• _EXERCISE INSTRUCTIONS_: Pull out every line below that contains the word "house", and copy each one in full.

#### ENTRIES SUPPLIED ####

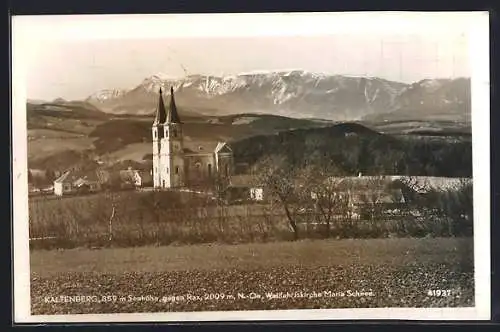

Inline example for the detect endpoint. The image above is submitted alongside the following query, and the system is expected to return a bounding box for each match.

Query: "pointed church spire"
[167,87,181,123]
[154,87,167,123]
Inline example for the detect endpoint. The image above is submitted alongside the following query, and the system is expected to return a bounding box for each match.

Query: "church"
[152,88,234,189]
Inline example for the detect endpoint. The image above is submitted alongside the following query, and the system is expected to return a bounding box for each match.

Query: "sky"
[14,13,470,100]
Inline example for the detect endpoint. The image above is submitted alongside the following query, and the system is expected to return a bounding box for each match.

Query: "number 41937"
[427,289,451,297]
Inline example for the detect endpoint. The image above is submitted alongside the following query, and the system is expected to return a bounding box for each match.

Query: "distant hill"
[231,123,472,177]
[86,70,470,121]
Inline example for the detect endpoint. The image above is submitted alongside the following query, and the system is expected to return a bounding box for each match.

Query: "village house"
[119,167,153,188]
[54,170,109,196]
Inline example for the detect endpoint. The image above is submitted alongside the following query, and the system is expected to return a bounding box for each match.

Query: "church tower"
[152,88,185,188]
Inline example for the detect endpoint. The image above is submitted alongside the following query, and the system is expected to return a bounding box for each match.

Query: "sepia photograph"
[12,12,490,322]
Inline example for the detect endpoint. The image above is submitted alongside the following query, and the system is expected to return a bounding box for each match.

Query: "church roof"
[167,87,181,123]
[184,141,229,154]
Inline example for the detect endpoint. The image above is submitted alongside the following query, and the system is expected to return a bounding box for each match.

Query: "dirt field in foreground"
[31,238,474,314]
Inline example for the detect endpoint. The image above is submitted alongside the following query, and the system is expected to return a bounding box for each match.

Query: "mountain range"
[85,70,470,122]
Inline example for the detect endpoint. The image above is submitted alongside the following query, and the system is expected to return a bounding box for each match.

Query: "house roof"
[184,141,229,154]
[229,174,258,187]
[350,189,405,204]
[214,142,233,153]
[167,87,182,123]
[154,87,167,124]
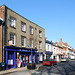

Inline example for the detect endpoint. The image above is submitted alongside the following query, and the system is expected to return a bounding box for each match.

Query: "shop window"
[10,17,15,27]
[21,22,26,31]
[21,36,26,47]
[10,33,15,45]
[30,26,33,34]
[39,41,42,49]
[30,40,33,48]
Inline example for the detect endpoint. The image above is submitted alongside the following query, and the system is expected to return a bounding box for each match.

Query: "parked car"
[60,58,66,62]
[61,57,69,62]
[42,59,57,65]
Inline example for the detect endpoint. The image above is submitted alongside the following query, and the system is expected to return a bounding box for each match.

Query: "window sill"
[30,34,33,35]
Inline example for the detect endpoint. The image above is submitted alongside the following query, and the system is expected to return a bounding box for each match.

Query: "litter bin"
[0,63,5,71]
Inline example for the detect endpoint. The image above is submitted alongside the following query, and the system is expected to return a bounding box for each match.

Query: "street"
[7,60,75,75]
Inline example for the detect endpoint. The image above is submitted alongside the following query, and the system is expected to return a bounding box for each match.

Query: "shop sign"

####

• _IN RESPONSE_:
Query: "village house"
Query: "house roof"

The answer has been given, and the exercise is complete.